#### PROBLEM DETAILS:
Repeat the data below word for word, leaving out the pictures.
━━━ MATERIAL PROVIDED
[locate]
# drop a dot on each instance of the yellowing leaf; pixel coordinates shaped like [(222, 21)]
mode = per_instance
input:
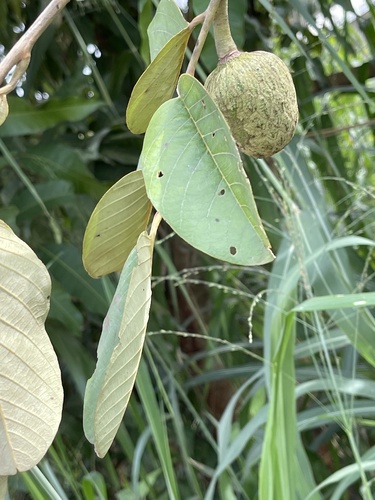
[(120, 348), (31, 394), (157, 84), (115, 224)]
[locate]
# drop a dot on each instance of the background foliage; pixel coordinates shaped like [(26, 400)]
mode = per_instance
[(203, 393)]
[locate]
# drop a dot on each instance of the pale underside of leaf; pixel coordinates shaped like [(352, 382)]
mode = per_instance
[(31, 393), (195, 179), (157, 84), (108, 391), (115, 224), (167, 22)]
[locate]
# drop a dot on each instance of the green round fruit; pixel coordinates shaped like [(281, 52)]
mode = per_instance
[(256, 94)]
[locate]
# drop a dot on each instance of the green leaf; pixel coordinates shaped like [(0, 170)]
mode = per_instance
[(31, 394), (115, 224), (25, 118), (157, 84), (337, 301), (65, 265), (195, 179), (120, 348), (167, 22)]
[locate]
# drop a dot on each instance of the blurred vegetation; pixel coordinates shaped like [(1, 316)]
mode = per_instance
[(203, 390)]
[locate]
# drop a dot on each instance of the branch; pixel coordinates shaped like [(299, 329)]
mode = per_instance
━━━━━━
#### COMPLETED EXERCISE:
[locate]
# drop a dot on each instance of the yellowing leaf; pixel coordinates shaped like [(222, 21)]
mode = per_instance
input:
[(120, 348), (31, 394), (157, 84), (115, 224)]
[locate]
# drop a dot on each instance of the background foliage; pixel coordinates shaped like [(26, 400)]
mode = per_instance
[(203, 393)]
[locate]
# drop a dot on each instance of the pale underside of leaf; pixel coordinates shaped like [(352, 382)]
mode = per_instance
[(31, 393), (195, 179), (157, 84), (108, 391), (115, 224), (167, 22)]
[locate]
# drop a dot on each instance of the green round fruit; pixel coordinates shaped like [(281, 52)]
mode = per_instance
[(256, 94)]
[locate]
# drop a dot on each instance of the green leaf; pixel coordinates shaped like [(0, 170)]
mode = per_instance
[(31, 394), (115, 224), (25, 118), (157, 84), (337, 301), (65, 265), (195, 179), (120, 348), (167, 22)]
[locate]
# drop a dot on each instance of the blurred vegetation; pixel coordinates shaped like [(1, 316)]
mode = per_instance
[(203, 390)]
[locate]
# drop a dot on each instance of the branch; pixel coordinates shaped like [(299, 329)]
mode = per_instance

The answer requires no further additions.